Problemas por resolver ▸
A - Según el relato sobre Tila, ¿qué días iba ella a ayudar con la limpieza de la casa?
B - Prosigue el relato sobre Tila justo después de su última oración.

Fragmento de página ▸
Estar soltera es lo más (texto aún no editado)

sábado, 19 de febrero de 2011

Tila

Los pechos de Tila eran perfectos conos geométricos. Construidos, quizás, por una estructura de alambre, terminaban en punta, rígidos, inmóviles, peligrosos. Los recuerdo porque Tila solía abrazarme cada vez que venía a ayudar a mamá con la limpieza de casa. Martes y viernes, llegaba cargada de bolsas de plástico de negocios de Martín Coronado y un bolso de lana tejido, de esos con bordados de llamas y símbolos mapuches.
Había nacido y crecido en Chile y, cada vez que podía, recordaba su tierra de la infancia. A mamá le fastidiaba el continuo anhelo que venía acompañado con elogios a Salvador Allende y con críticas a Pinochet. Eran los ochenta. La ideología de casa no coincidía con la de Tila y, por eso, supongo que mamá se ponía de malhumor con el  permanente recrear de las imágenes chilenas del pueblo del que se había ido para terminar viviendo en los suburbios del Gran Buenos Aires.

Datos proporcionados ▸
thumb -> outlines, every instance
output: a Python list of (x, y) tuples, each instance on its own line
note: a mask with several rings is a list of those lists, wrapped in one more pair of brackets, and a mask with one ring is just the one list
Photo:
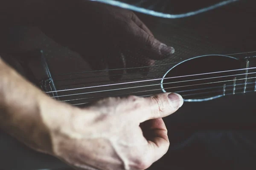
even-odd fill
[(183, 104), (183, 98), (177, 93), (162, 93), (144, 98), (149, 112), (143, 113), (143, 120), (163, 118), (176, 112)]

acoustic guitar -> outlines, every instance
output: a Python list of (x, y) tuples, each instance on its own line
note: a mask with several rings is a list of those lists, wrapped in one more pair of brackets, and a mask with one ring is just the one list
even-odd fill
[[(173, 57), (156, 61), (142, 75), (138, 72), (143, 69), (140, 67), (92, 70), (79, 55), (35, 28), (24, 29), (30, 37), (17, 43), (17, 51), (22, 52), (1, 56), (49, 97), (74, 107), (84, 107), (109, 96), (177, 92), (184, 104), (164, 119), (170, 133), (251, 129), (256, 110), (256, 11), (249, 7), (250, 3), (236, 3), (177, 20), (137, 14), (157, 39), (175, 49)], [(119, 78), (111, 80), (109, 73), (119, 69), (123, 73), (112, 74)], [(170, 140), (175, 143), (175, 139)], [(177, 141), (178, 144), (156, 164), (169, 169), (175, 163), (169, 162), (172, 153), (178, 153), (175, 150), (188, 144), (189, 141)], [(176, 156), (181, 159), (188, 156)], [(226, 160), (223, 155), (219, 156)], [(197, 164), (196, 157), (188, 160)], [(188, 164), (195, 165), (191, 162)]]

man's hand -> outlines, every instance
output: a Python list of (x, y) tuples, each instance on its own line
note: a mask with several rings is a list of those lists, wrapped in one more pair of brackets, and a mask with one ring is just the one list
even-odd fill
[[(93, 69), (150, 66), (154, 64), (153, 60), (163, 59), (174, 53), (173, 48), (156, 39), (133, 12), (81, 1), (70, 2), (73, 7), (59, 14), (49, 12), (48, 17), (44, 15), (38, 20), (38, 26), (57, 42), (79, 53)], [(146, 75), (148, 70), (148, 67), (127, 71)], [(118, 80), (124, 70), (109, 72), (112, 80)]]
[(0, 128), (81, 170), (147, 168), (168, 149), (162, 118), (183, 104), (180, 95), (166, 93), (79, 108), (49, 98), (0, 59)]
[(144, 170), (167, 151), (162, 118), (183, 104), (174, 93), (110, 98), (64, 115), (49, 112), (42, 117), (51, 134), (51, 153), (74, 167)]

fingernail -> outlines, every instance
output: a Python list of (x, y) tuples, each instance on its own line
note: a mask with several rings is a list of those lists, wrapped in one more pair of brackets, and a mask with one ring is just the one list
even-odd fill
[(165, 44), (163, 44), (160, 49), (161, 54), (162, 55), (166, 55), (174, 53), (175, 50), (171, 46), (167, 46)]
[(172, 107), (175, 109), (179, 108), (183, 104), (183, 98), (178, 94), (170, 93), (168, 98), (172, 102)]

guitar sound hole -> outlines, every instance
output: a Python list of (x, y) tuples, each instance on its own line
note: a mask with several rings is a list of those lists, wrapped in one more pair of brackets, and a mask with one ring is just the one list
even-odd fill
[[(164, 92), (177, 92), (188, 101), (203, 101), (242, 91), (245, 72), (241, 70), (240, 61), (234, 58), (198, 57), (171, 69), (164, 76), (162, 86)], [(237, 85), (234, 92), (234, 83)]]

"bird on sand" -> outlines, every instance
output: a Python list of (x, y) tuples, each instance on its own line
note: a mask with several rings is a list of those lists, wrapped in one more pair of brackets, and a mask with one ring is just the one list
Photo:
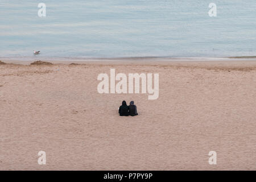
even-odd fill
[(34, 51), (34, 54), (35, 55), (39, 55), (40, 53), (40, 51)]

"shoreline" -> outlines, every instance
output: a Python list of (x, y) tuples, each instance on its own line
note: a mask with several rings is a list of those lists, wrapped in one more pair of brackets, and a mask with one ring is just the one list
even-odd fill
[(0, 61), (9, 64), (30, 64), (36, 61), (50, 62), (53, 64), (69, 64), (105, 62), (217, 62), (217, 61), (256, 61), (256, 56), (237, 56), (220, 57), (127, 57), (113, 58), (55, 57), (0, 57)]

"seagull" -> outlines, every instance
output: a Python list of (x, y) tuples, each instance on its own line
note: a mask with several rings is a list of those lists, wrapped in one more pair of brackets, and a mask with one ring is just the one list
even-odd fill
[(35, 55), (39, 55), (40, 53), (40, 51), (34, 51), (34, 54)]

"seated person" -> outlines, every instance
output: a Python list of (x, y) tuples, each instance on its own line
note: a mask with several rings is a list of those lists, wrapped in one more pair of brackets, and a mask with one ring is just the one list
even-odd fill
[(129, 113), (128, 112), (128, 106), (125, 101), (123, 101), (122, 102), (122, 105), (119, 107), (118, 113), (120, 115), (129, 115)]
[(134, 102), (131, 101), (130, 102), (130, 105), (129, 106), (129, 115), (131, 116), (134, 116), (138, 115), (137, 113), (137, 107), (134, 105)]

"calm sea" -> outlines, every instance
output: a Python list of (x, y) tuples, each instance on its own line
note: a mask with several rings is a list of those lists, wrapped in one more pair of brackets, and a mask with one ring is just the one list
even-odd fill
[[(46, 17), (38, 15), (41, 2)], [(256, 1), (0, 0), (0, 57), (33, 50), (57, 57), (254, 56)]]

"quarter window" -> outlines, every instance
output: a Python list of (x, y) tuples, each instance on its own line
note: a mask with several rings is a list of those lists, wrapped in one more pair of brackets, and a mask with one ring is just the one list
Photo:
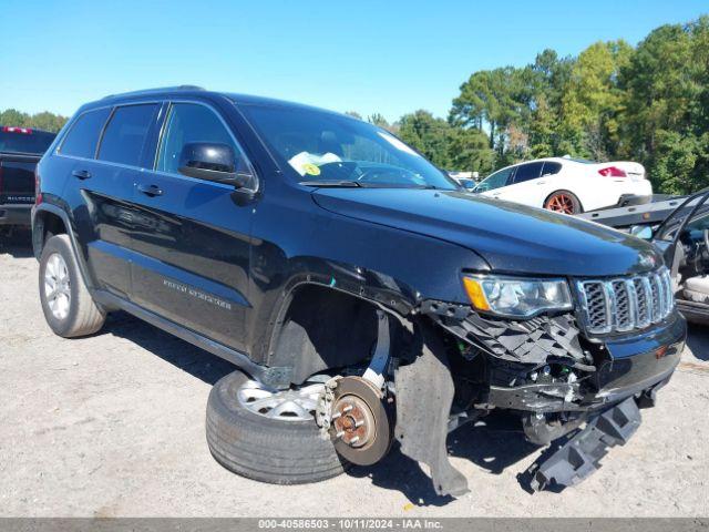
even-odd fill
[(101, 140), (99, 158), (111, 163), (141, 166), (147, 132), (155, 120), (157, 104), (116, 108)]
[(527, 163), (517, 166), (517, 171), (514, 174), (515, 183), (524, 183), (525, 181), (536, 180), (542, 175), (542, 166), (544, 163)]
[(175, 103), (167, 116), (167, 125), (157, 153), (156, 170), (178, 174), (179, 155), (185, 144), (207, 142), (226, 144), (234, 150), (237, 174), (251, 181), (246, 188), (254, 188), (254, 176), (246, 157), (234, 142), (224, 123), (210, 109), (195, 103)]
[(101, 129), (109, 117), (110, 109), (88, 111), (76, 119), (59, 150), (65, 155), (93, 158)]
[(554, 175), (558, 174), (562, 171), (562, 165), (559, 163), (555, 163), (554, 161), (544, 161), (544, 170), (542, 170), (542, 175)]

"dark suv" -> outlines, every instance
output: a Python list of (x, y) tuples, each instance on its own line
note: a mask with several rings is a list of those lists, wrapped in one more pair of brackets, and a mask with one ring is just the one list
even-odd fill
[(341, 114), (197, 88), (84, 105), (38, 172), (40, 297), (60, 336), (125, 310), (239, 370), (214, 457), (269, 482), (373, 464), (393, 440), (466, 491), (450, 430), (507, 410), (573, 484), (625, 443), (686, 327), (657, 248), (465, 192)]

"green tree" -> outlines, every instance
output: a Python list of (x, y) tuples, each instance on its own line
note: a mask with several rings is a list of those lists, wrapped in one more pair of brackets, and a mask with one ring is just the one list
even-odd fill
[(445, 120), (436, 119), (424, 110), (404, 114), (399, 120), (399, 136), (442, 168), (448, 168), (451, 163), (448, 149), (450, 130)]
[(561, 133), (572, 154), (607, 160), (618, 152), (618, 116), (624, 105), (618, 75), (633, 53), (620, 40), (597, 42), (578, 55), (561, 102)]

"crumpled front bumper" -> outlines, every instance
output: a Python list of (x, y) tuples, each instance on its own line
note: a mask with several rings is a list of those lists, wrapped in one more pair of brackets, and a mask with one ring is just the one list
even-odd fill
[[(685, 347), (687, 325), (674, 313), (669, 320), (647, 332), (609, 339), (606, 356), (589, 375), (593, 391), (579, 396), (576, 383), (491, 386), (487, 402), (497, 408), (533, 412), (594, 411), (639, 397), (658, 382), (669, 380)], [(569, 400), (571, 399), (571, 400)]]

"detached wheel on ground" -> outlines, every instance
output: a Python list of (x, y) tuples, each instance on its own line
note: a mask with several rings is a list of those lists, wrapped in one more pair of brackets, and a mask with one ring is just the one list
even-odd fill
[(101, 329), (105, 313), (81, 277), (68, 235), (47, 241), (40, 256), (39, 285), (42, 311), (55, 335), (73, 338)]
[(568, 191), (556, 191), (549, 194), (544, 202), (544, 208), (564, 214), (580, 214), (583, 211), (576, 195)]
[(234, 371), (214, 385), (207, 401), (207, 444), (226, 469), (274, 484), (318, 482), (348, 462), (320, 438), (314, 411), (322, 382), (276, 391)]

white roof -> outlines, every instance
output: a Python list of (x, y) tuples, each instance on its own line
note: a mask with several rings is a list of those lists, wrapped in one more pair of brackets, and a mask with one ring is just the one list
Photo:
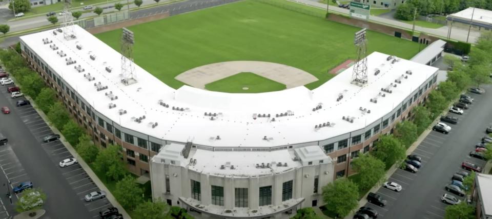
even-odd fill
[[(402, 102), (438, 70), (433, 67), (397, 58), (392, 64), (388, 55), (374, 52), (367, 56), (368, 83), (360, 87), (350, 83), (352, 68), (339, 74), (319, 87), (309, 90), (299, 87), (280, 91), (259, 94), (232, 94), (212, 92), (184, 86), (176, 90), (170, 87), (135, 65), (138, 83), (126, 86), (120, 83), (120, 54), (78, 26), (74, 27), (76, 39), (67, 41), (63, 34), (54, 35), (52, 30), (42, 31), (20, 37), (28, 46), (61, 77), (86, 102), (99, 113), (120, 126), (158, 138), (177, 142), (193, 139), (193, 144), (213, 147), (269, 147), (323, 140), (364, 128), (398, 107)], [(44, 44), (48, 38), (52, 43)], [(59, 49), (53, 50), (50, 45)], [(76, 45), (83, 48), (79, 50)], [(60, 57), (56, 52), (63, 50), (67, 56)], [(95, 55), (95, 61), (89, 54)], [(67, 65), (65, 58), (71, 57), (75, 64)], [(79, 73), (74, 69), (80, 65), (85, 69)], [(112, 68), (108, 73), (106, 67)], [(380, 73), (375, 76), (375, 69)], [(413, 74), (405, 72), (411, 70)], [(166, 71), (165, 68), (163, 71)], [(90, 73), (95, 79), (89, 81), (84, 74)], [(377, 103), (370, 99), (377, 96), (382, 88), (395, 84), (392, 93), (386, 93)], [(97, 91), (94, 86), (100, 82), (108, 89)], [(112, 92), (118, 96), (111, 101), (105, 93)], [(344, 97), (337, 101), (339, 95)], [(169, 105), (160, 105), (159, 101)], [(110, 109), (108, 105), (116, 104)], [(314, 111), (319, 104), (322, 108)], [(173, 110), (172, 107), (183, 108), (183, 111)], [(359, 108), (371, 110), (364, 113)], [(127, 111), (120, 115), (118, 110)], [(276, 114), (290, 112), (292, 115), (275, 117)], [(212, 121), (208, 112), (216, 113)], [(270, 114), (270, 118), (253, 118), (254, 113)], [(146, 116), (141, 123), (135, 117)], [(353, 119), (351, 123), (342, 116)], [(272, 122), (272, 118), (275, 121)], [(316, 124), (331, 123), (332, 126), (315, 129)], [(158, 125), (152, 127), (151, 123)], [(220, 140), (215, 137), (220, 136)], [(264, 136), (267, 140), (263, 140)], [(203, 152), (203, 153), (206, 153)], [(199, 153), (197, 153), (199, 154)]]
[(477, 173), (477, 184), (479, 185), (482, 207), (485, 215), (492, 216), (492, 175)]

Respuestas por tarea ▸
A - Los martes y los viernes.

B -
Una vez fuimos a su casa en Martín Coronado, detrás de la Fiat. Ella y sus tres hijas vivían en una construcción a medio terminar. De los techos colgaban lamparitas sin pantalla y en el ambiente se respiraba sólo el polvo de cemento de las paredes cubiertas sólo por un revoque maltrecho. Una escalera sin baranda comunicaba hacia las habitaciones, aunque nuestra visita sólo se limitó a una merienda en un tablón sostenido por dos caballetes. Ese día, Tila estaba indignada con su hija Carmen porque, al parecer, había gastado demasiada plata en una cámara de fotos. Ale, mi hermana más grande, se comió un paquete entero de Cherry Lyptus y no quiso tomar ni siquiera un vaso de agua.
Tila limpiaba las casas de la gente del barrio. La de Olga, que vivía justo a la vuelta. La de Ana, que se comunicaba con nuestro patio por una pared tan baja que podíamos saltar y jugar todas las tardes con sus hijos, Celeste y Fernando. La de Malvina, la amiga de mamá que me enseñó a hacer ñoquis. La de Betty, la señora que nos hacía vestidos con las telas baratas que compraba mi abuela en la sedería Robert cuando diluviaba en Cabildo y Olazábal.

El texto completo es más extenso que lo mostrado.